- [The request]
Retype these lines verbatim, starting with the line that contains "Where can you see the person" and going on through the line that contains "column 529, row 719".

- [Task material]
════════════════════

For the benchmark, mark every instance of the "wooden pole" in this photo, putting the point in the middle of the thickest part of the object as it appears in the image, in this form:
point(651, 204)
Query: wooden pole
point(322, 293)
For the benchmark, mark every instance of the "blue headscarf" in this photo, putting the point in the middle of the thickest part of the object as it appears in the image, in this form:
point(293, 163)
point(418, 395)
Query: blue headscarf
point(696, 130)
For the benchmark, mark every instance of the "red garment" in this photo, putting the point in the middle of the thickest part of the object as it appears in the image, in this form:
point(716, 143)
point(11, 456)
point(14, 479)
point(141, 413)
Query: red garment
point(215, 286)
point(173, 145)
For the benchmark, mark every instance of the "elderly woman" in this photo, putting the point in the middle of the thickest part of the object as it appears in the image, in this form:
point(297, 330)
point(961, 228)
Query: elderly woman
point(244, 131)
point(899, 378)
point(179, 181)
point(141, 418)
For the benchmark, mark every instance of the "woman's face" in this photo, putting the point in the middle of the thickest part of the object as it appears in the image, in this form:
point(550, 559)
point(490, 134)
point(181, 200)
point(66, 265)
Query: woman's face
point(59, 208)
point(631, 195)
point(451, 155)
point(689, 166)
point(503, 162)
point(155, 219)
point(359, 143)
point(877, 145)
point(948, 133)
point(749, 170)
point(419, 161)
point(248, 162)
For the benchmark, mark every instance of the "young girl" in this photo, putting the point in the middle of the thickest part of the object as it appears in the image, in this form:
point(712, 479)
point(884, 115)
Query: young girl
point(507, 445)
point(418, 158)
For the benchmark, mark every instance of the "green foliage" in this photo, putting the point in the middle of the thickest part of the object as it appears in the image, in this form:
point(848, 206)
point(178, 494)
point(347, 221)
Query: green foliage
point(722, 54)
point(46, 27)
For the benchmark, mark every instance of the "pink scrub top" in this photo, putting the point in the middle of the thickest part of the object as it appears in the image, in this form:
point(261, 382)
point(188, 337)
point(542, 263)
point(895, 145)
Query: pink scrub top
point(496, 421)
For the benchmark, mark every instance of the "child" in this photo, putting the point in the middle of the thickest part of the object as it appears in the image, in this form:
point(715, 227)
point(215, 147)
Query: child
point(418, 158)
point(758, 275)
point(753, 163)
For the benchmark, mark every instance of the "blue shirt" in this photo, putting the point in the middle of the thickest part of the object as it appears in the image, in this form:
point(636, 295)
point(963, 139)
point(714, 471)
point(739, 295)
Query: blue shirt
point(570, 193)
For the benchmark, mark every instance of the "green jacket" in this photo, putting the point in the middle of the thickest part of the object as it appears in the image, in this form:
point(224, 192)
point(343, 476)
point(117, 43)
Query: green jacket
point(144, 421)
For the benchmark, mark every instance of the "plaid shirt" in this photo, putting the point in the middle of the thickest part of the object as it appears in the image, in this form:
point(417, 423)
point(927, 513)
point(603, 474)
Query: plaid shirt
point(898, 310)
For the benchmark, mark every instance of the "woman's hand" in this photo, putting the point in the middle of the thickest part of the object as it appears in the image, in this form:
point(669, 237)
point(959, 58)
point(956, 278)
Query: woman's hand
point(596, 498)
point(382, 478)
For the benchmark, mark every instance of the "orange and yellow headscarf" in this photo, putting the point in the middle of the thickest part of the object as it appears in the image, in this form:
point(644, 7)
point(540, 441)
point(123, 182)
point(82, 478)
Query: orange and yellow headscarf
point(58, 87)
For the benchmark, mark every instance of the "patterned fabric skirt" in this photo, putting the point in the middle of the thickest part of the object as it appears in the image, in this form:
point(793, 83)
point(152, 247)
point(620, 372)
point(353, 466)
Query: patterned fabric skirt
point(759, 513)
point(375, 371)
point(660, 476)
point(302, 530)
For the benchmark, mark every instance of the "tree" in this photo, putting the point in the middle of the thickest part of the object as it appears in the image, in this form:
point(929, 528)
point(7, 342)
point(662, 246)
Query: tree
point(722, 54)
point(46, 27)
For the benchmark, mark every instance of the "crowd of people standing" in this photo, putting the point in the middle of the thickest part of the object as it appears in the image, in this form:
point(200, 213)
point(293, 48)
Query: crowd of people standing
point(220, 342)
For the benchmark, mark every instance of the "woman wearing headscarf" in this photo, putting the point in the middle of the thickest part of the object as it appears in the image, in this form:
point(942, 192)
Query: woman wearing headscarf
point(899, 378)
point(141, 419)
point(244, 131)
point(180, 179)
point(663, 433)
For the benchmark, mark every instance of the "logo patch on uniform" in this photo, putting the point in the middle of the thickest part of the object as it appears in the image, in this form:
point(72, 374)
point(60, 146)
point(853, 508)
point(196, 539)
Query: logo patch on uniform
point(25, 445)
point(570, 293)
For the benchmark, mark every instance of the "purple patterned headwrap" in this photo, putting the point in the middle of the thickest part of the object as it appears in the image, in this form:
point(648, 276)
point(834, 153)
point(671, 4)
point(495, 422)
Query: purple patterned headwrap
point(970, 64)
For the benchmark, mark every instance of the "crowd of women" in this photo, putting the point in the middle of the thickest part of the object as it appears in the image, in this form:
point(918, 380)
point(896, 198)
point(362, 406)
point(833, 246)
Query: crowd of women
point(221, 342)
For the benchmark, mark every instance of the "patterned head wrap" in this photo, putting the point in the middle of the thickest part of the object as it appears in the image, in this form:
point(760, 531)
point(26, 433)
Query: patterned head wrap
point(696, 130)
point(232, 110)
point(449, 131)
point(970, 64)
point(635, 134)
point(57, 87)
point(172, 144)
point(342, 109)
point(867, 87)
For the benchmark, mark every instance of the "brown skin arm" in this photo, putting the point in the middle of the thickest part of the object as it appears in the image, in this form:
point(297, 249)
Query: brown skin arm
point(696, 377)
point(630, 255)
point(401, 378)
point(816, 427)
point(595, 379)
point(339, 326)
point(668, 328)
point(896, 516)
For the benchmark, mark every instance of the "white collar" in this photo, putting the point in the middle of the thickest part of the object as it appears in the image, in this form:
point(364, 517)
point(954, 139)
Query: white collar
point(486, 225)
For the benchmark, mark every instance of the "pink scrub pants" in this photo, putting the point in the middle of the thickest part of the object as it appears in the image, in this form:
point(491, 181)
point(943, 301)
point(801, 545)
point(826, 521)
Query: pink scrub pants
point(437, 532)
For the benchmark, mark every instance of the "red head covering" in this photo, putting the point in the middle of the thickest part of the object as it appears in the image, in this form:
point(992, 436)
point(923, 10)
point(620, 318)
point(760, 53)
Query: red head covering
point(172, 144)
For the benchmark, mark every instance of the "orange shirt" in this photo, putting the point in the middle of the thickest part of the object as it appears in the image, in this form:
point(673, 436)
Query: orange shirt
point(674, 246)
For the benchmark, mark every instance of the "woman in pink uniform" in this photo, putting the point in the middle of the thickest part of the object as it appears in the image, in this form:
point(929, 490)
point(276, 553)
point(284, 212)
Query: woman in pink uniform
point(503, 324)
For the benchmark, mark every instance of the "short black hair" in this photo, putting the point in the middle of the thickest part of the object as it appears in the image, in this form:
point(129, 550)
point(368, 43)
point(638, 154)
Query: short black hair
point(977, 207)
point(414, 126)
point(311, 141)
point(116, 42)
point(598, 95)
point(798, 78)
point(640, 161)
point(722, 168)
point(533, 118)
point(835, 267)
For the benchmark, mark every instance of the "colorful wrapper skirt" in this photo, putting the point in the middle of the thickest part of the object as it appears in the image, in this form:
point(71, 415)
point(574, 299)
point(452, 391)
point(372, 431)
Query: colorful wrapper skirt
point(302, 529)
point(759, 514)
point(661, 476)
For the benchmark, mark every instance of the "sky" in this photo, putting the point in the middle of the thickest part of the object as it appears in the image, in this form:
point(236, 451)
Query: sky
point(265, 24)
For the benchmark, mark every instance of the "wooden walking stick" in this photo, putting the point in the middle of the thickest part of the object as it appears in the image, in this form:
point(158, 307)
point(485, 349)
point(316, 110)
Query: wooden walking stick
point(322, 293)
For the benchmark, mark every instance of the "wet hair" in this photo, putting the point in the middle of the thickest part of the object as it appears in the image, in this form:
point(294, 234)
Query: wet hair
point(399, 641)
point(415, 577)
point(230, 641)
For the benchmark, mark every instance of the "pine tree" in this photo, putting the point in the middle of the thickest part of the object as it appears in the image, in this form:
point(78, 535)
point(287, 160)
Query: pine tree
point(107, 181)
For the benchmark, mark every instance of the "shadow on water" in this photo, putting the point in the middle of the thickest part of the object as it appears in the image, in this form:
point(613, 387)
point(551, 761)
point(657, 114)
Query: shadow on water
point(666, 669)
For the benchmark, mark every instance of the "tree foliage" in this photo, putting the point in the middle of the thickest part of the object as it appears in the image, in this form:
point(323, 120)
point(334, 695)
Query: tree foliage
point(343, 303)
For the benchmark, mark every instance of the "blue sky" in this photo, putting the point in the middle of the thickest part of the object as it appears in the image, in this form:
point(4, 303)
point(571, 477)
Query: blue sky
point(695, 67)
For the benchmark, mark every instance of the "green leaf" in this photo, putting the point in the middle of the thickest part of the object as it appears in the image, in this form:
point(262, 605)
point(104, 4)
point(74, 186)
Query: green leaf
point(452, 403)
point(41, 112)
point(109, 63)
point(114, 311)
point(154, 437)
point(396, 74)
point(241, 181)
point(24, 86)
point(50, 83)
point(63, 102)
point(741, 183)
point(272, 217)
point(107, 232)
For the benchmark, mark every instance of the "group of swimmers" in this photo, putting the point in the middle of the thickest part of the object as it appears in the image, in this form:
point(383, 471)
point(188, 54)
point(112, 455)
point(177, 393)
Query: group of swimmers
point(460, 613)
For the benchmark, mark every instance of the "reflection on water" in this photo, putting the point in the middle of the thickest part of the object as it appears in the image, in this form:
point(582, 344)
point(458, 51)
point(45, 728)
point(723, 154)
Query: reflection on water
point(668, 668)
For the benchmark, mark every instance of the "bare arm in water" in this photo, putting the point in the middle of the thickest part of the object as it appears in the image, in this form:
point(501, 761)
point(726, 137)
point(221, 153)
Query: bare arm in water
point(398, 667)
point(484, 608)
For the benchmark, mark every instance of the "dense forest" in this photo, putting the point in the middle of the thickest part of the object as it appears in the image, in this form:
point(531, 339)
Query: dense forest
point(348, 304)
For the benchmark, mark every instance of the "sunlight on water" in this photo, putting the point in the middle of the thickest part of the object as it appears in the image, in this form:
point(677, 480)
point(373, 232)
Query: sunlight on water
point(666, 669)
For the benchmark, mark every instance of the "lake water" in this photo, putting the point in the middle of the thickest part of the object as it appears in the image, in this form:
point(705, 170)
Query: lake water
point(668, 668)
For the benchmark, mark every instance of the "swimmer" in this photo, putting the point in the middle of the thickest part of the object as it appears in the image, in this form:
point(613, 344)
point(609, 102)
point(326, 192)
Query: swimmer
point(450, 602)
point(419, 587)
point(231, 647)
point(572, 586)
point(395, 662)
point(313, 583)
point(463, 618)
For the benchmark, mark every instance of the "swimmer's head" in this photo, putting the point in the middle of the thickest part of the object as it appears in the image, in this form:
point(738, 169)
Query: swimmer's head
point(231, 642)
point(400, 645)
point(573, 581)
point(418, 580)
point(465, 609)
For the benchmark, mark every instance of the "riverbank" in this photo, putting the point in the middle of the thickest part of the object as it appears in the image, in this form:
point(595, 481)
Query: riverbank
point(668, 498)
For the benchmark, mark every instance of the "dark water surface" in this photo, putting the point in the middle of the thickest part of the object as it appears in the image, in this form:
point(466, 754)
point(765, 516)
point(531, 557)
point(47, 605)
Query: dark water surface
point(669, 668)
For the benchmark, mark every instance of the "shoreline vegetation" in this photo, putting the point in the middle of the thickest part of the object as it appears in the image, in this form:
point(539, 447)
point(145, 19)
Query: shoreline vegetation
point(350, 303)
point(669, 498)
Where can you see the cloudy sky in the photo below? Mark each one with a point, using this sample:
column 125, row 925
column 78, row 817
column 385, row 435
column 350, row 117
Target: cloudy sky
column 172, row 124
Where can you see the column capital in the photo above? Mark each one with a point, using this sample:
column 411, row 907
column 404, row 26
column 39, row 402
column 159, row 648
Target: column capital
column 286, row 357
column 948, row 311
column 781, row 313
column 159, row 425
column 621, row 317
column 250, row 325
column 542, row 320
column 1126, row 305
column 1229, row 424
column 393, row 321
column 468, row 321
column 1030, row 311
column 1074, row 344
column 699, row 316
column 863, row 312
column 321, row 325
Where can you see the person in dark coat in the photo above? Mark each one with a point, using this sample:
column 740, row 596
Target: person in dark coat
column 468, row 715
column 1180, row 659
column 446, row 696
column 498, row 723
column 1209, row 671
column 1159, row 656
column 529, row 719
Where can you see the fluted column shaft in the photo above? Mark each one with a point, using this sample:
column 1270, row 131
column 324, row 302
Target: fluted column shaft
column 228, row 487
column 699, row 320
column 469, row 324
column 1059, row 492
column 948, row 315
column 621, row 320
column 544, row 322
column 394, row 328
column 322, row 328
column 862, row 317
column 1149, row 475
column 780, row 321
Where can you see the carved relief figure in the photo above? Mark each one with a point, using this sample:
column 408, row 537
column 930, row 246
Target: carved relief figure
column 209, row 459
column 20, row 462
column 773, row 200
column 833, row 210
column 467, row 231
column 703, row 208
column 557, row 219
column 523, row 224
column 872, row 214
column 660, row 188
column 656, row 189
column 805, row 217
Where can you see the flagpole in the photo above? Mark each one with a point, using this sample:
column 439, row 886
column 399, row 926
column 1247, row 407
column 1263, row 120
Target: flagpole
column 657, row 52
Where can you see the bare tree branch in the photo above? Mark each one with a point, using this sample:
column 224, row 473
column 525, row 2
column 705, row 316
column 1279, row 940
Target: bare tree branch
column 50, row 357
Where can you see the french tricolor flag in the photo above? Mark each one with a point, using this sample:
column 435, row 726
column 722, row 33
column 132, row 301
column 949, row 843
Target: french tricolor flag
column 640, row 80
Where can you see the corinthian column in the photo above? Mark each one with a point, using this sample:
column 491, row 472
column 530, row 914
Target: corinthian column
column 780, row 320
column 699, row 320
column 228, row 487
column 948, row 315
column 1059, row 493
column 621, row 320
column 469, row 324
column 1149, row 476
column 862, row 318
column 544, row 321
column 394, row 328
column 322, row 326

════════════════════

- [Final result]
Where can you see the person in dark coat in the photo above? Mark each one with a point, using this sample:
column 740, row 596
Target: person in dark coat
column 468, row 715
column 1180, row 659
column 446, row 696
column 498, row 723
column 1209, row 671
column 1159, row 656
column 529, row 719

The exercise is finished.